**To be done**
Which lines in the rows below contain the word "leaf"? Report each of them in full.
-- begin Data for this exercise --
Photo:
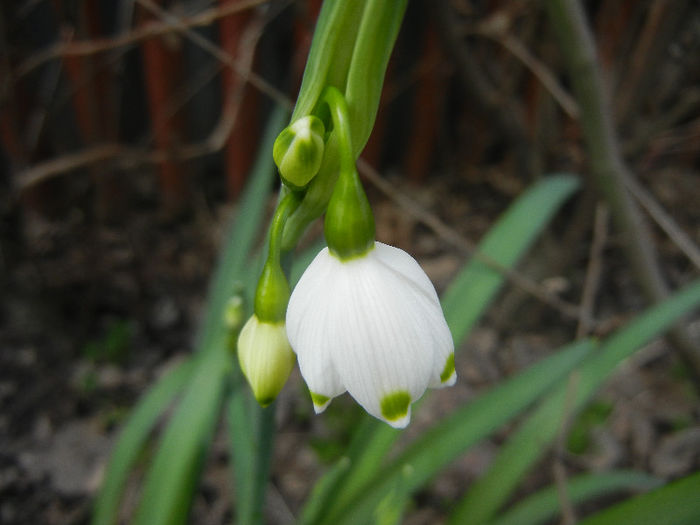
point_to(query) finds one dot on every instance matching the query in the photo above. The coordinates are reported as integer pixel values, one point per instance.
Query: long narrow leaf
-- end Data for this exercise --
-- begin Data for this exercise --
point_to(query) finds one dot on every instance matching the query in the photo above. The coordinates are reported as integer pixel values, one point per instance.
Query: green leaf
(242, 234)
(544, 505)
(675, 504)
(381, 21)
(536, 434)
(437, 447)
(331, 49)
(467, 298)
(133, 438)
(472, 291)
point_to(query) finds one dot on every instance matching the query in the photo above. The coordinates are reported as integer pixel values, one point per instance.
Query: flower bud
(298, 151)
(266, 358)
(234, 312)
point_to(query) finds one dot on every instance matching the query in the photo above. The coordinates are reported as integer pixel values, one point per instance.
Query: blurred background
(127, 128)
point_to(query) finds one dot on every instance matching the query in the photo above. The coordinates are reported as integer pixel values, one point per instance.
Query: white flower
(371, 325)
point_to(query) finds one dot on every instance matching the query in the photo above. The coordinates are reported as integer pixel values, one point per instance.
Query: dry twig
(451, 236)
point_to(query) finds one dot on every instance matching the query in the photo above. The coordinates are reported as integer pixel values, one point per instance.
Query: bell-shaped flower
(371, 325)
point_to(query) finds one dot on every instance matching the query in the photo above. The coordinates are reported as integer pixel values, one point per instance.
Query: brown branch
-- end Data for this exercise --
**Final answer**
Query: long narrow leaf
Query: green leaf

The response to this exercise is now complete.